## Given instruction A
List every distinct word that the piece about Kola Túbọ́sún places inside single quotation marks, counting a repeated word once.
## Given instruction B
Reproduce the stretch of the piece about Kola Túbọ́sún from "When I was way" through "can relate to." verbatim.

Kola Túbọ́sún

Meet Kola Túbọ́sún, The Cultural Activist And Linguist Fighting For The Preservation Of African Languages

When I was way younger, my grandma always loved me more than my cousins because I was the ‘elite’ one who spoke English like the ‘Oyinbo’ people. Growing up, watching western cartoons that spoke only ‘English’ and trying my best to copy each character’s accent.

I was made to feel like speaking my native language was ‘razz’, the environment was set-up in a way that speaking my language made me less in society. I was praised when I spoke the colonial tongue ‘English’, which is Nigeria’s official-unofficial language. If you lived in Nigeria as a 90’s kid these are probably things you can relate to.

Years later, a much older and conscious me laughs at the stupidity of the propaganda that was my childhood. I’m perplexed at how much distaste my environment made me feel about speaking my own language, and experiencing the full spectrum of my culture. Now I know it’s very important to know where we are from.

[Labeled shape records]
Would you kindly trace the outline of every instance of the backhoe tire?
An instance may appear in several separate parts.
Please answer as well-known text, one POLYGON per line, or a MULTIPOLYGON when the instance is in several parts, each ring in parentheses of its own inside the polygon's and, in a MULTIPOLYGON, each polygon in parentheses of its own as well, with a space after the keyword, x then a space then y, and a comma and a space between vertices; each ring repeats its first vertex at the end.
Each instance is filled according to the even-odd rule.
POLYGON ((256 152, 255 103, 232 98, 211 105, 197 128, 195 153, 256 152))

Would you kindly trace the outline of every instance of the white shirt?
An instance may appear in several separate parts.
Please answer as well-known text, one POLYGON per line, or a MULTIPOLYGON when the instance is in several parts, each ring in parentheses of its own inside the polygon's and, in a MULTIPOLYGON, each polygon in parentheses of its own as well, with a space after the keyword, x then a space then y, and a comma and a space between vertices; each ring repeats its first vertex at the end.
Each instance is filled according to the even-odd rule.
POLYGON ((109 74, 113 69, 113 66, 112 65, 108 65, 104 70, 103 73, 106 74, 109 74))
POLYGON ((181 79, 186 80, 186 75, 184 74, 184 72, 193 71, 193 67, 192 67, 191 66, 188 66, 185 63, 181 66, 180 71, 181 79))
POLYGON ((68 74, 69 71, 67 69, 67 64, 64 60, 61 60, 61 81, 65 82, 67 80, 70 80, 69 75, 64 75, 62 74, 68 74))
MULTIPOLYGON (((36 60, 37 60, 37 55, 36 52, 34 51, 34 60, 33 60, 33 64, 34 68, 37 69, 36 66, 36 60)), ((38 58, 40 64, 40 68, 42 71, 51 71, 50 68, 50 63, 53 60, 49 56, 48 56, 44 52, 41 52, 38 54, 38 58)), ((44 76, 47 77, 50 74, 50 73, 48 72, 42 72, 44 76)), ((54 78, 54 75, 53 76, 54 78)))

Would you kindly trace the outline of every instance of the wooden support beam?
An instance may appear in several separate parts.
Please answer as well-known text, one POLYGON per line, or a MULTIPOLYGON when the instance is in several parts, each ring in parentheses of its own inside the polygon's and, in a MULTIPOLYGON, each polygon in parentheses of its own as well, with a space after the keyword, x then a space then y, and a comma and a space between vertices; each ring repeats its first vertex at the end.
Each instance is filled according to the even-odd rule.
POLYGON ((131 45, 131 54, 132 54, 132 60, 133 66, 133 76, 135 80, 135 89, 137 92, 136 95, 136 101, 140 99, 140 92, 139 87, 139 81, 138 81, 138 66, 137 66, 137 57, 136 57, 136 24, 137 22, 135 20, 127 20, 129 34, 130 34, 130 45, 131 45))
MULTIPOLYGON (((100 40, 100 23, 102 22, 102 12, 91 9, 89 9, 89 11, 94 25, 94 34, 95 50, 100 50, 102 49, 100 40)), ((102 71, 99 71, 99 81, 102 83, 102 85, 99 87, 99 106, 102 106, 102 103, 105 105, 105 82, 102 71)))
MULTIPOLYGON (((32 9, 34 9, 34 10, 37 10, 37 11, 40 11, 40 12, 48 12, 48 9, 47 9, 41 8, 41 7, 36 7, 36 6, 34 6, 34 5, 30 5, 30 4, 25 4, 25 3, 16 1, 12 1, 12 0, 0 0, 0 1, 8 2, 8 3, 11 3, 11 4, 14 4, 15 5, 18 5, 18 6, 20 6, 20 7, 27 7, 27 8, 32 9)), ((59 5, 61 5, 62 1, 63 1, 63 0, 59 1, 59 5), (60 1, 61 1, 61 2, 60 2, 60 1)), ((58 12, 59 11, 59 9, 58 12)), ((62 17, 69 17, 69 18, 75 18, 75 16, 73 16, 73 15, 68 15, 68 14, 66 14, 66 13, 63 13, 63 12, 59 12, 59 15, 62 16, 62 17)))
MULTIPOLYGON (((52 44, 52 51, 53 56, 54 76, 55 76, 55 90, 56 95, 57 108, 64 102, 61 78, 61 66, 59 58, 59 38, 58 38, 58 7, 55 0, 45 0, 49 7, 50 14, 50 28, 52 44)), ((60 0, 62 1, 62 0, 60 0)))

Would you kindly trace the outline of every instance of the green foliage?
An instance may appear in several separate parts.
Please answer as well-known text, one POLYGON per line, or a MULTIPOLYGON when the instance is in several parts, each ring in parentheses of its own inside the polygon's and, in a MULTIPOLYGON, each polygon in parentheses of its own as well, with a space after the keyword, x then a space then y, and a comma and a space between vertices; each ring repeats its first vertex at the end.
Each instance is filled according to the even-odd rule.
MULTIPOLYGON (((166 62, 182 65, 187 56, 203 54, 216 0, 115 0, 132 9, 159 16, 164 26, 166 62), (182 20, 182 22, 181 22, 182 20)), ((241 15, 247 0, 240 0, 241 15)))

## Task output A
elite, Oyinbo, English, razz

## Task output B
When I was way younger, my grandma always loved me more than my cousins because I was the ‘elite’ one who spoke English like the ‘Oyinbo’ people. Growing up, watching western cartoons that spoke only ‘English’ and trying my best to copy each character’s accent.

I was made to feel like speaking my native language was ‘razz’, the environment was set-up in a way that speaking my language made me less in society. I was praised when I spoke the colonial tongue ‘English’, which is Nigeria’s official-unofficial language. If you lived in Nigeria as a 90’s kid these are probably things you can relate to.